## Material provided

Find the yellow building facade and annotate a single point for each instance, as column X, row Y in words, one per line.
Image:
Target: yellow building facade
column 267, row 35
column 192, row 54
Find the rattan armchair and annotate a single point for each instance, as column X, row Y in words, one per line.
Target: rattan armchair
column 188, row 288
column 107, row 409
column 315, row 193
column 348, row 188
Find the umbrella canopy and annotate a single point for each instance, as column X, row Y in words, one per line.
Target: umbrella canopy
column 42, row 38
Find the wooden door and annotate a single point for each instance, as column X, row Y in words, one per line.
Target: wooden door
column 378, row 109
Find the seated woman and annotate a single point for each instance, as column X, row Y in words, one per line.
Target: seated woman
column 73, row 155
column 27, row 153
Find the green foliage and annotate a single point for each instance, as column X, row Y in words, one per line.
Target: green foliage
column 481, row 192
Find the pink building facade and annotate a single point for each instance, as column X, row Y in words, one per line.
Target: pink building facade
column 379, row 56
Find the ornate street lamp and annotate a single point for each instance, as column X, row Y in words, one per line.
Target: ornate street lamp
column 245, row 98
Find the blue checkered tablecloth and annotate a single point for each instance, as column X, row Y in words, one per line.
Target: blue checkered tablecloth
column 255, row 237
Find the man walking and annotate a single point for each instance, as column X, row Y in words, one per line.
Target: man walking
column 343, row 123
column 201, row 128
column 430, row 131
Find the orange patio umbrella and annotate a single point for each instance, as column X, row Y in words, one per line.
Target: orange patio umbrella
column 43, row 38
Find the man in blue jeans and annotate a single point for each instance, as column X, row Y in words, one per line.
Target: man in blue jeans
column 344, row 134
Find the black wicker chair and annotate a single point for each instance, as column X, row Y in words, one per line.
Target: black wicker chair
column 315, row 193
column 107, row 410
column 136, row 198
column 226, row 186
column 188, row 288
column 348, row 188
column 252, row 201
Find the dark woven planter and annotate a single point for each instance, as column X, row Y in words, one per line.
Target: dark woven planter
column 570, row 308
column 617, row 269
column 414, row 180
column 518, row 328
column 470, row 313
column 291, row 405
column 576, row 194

## Task brief
Could you return every line of the material above word for word, in its original order?

## Solution for this exercise
Find the yellow building facade and annotate a single point for each instance, as column X, row Y in words, one per line.
Image:
Target: yellow building facade
column 267, row 35
column 192, row 54
Find the rattan armchair and annotate a single point for each instance, as column X, row Y in words, one per line.
Target: rattan armchair
column 188, row 288
column 107, row 409
column 315, row 193
column 348, row 188
Find the umbrella canopy and annotate a single point for each instance, as column X, row Y in words, one per line.
Target: umbrella canopy
column 42, row 38
Find the wooden door and annotate a single point for each instance, as column X, row Y in words, one per line.
Target: wooden door
column 378, row 109
Find the seated woman and annotate a single point for each instance, as column X, row Y in words, one per line.
Target: seated woman
column 73, row 155
column 27, row 153
Find the green foliage and annotate a single point for each instance, as column X, row Y in words, one per line.
Target: green foliage
column 481, row 192
Find the pink building facade and annotate a single point for each instance, as column X, row Y in words, one per line.
Target: pink building facade
column 379, row 56
Find the ornate street lamp and annotate a single point for each instance, as column X, row Y in words, one per line.
Target: ornate street lamp
column 245, row 98
Find the blue checkered tablecloth and annotate a single point for each instance, as column X, row Y in words, one per line.
Target: blue checkered tablecloth
column 255, row 237
Find the man walking and annotate a single point for each instance, as column X, row Y in words, one per line.
Target: man walking
column 343, row 123
column 201, row 128
column 430, row 131
Find the orange patio umbrella and annotate a single point for each instance, as column X, row Y in words, one per line.
Target: orange patio umbrella
column 43, row 38
Find the man in blue jeans and annotate a single point for each instance, as column X, row Y in words, one per line.
Target: man in blue jeans
column 344, row 134
Find the black wicker chair and annotate a single point for each instance, as column X, row Y in words, one per line.
Target: black wicker chair
column 315, row 193
column 107, row 410
column 136, row 198
column 226, row 186
column 188, row 288
column 348, row 188
column 252, row 201
Find the dark woven planter and annotate a single point for each instance, as column X, row Y in words, one per line.
Target: dark woven planter
column 570, row 308
column 617, row 269
column 414, row 180
column 518, row 328
column 470, row 313
column 291, row 405
column 576, row 194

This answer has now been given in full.